→ **Work instruction**
Your output should be an exact copy of the records, with no pictures in it.

[Stored entries]

[Start of section]

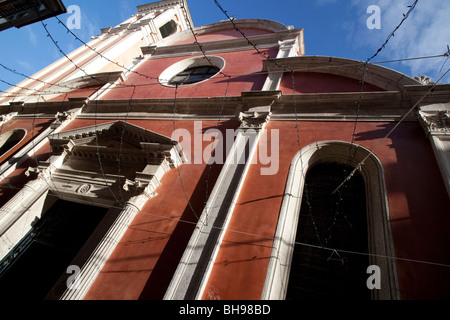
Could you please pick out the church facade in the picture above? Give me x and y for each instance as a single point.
(166, 161)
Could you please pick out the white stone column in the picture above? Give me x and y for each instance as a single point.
(435, 120)
(288, 48)
(93, 266)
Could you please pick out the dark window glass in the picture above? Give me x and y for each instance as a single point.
(35, 264)
(326, 222)
(168, 29)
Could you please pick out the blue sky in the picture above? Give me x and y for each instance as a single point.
(332, 28)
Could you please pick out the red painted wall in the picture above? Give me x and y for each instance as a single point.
(418, 205)
(245, 68)
(142, 265)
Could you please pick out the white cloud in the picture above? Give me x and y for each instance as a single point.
(25, 64)
(424, 33)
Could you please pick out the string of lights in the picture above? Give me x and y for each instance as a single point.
(122, 85)
(363, 81)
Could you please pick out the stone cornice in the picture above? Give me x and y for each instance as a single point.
(379, 76)
(435, 119)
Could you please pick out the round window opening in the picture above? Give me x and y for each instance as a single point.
(191, 71)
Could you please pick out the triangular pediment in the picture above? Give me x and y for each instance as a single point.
(110, 162)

[End of section]

→ **Expected answer**
Could you please pick out the church facade in the picture above? Give me x and y for each instance as a single point.
(166, 161)
Could you please pick out the white stone column in the picture above? Give me x and y for each instance as a single point.
(435, 120)
(288, 48)
(93, 266)
Could you please pick out the dark window glass in the picture above? Give me x and y for each instance as a single point.
(35, 264)
(326, 222)
(168, 29)
Could you please pick out the blue sky in the picture above? Give me x and y for each instance as a single point.
(332, 28)
Could you please pick out the red painted wall in the picture above? Give me x and y for each instance as a single point.
(418, 205)
(245, 68)
(142, 265)
Could you please pick out the white cloud in the picture above? Give me x and y for each instance as a single point.
(25, 64)
(424, 33)
Could you please pick out the string of lights in the picture above? Give me x and y for each instance as a single point.
(122, 85)
(363, 81)
Could you please pick out the stone cornice in the picture above? Give me x and y for each instance as a single point.
(379, 76)
(435, 119)
Could you please pick out the round window opening in the picture above? Give me x and y for each instance as a single point.
(191, 71)
Could you please pick out the triangular pediment in the picture above? Give me x and y for each instance as a single point.
(110, 162)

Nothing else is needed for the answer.